[Begin Source passage]

Saturday, 2 September 2017

Yosemite NP to Cedar City, Utah, 495 miles

0902 Yosemite to Cedar City 495

Map credit: Google Maps 2017, courtesy AAA

Saturday morning, we were not in a huge hurry to get going, as we planned to use our breakfast vouchers at the Majestic, so we got packed up and made our way down to the dining room.  While we would have preferred to order from the menu, it was pretty clear that having the buffet would be the thing to do, so we surrendered.  The buffet was good, and the food was fresh since there were a lot of people getting it, too.  Just one problem – the eggs Benedict was a very popular item, and it was out almost the whole time we were there.  I finally got one just when I was about to give up, and had the egg over the delicious lox they served.  It was time to say goodbye to Yosemite Valley, though we would still be in the park for quite a while longer.  After one last look at the lovely old hotel, we hit the road – turning east for the first time….

Our route would take us back out to California Highway 120, which would take us completely across the northern portion of Yosemite, and then we would take US 395 south for a bit.  It was a pleasant drive through parts of the park that we hadn’t seen, and there were lots of people hiking, camping, swimming, and hanging out on this holiday weekend.  We drove past Tuolumne Meadows and then caught a glimpse of Mt. Dana, the second-highest peak in the park, which still had snow on it!  Kim was getting her first practice at winding mountain roads after a few days of no driving at all.

[End Source passage]

Problem set:
A – Copy the travel post word for word, between "Our route would" and "driving at all.", inclusive.
B – Using the travel post, answer each question on its own line:
(i) Where did the travelers use their breakfast vouchers?
(ii) Which US highway did the route follow south?
(iii) What peak with snow on it did they glimpse, and how does it rank in height within the park?

[Begin Raw data]

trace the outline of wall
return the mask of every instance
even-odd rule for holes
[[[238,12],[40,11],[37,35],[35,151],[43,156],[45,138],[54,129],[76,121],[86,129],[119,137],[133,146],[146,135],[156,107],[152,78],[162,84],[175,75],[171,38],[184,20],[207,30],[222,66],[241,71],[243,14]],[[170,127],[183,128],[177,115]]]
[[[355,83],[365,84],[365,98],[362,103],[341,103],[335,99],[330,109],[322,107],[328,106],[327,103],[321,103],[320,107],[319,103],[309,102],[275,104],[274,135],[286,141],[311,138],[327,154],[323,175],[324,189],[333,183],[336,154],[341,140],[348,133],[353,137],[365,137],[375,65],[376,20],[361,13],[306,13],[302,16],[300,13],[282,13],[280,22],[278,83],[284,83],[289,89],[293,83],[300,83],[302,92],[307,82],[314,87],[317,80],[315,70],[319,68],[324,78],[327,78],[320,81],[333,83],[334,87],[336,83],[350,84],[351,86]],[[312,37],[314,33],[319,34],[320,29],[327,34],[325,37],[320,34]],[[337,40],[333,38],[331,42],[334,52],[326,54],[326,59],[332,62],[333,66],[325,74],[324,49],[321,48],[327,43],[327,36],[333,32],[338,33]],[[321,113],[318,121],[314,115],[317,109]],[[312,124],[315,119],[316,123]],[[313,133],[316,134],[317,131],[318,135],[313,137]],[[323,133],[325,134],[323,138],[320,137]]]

[End Raw data]

Task responses:
A –
Our route would take us back out to California Highway 120, which would take us completely across the northern portion of Yosemite, and then we would take US 395 south for a bit.  It was a pleasant drive through parts of the park that we hadn’t seen, and there were lots of people hiking, camping, swimming, and hanging out on this holiday weekend.  We drove past Tuolumne Meadows and then caught a glimpse of Mt. Dana, the second-highest peak in the park, which still had snow on it!  Kim was getting her first practice at winding mountain roads after a few days of no driving at all.

B –
(i) At the Majestic.
(ii) US 395.
(iii) Mt. Dana, the second-highest peak in the park.